### Exercise task
Copy out each line below that includes the word "plant".

[Dataset records on object locations]

○ ○ ○ ○ ○

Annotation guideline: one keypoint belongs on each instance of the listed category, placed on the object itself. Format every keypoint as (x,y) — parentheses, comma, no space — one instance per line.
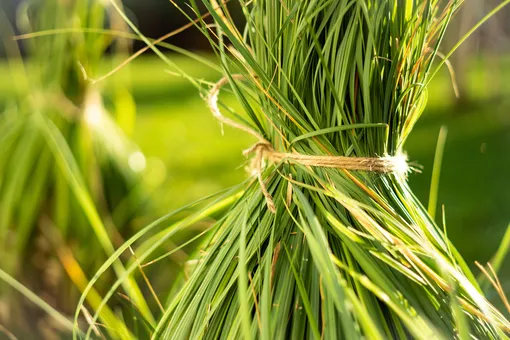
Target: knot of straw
(263,150)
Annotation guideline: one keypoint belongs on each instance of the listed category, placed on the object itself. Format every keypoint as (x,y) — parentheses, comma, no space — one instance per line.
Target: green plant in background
(343,253)
(71,181)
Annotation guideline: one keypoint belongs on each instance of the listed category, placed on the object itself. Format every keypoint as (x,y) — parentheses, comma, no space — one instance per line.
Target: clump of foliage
(346,254)
(70,178)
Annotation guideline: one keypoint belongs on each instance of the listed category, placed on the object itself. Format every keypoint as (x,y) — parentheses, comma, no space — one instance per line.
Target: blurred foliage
(71,184)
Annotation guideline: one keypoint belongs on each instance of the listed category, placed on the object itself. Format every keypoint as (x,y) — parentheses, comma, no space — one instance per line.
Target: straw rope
(263,150)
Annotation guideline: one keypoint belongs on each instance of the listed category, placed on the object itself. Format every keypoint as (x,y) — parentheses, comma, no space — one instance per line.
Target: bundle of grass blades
(70,179)
(346,253)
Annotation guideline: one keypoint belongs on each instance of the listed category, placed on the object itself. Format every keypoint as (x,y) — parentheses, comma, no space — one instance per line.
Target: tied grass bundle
(346,254)
(70,179)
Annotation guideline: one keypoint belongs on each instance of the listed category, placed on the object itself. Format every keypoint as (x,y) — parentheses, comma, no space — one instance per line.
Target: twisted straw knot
(263,150)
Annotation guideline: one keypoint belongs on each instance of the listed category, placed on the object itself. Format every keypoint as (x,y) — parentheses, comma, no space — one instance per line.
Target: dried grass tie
(263,149)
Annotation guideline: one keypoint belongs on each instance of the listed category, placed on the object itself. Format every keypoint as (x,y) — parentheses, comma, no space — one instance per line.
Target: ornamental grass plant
(325,239)
(328,251)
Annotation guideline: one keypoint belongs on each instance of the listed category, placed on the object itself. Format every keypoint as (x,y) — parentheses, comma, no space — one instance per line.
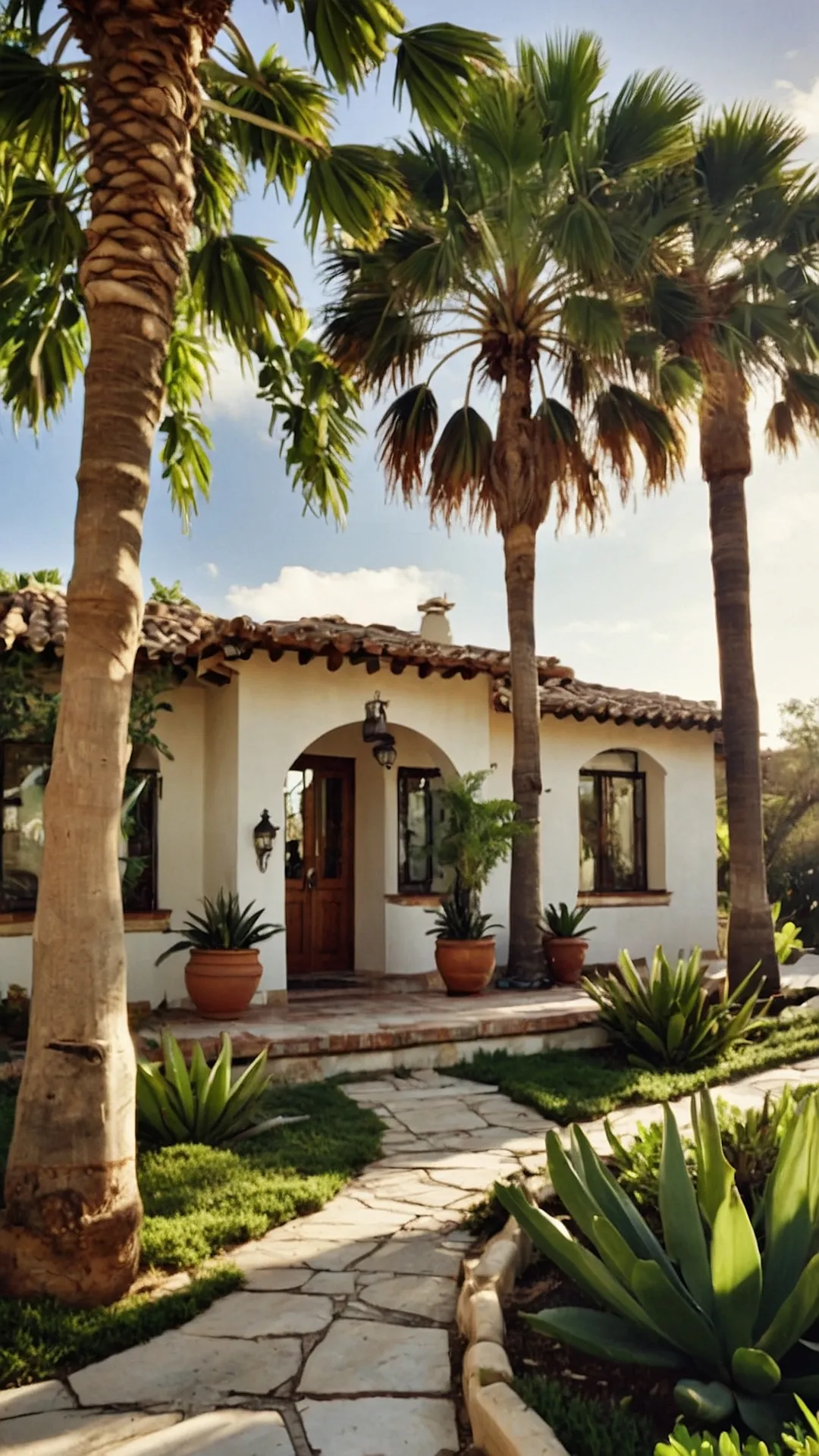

○ ○ ○ ○ ○

### Output below
Target: green plant in background
Target: ornamental grass plant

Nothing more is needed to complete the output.